##### SOURCE
SSA must determine whether a recipient is engaging in a self-employment activity. Generally, if the individual reports self-employment income on their Federal income tax return, SSA will not question the existence of a trade or business. If there is a question, the POMS provide field office personnel with guidelines in RS 01802.002 – “Factors Indicating the Existence of a Trade or Business,” and RS 01802.010 – “Development of Questionable Trade or Business.” The general policy is that a recipient is engaging in a trade or business if 1) they demonstrate “good faith intention of making a profit or producing income, 2) they engage in the activity on a regular basis, and 3) they present themselves to others as “being engaged in the selling of goods or services.” If an individual derives her income from a trade or business, that is significant. The length of time the recipient engages in the business is important, keeping in mind that certain activities are seasonal, e.g., landscaping. It should be noted by the Work Incentive Practitioner that illegal activity may, according to SSA, constitute a trade or business. If they are deriving an income from the activity, albeit illegal, they are required to report their income to the IRS and pay self-employment taxes.
##########
##### ENTRIES PROVIDED
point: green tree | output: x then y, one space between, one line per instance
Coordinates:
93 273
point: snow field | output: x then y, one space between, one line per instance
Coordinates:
##########
GIVEN EXERCISE>
Write the next part of the passage on how SSA decides whether a recipient is self-employed, starting after its last sentence.

RESPONSE>
If the activity does not provide them with enough income to earn a living, it may be considered as a hobby by the Internal Revenue Service. There is also a limit to the deductions available if there is no intent to make a profit through the business or investment activity.
The Social Security Act references the Internal Revenue Code to define key terms associated with self-employment such as “trade or business,” “taxable year,” and “partnership or partner.” Ultimately, however, SSA makes the final decision as to whether or not activity is employment or self-employment for SGA determinations and SSI payment calculations.
An individual may have more than one trade or business, or they may have a business on the side while working for an employer.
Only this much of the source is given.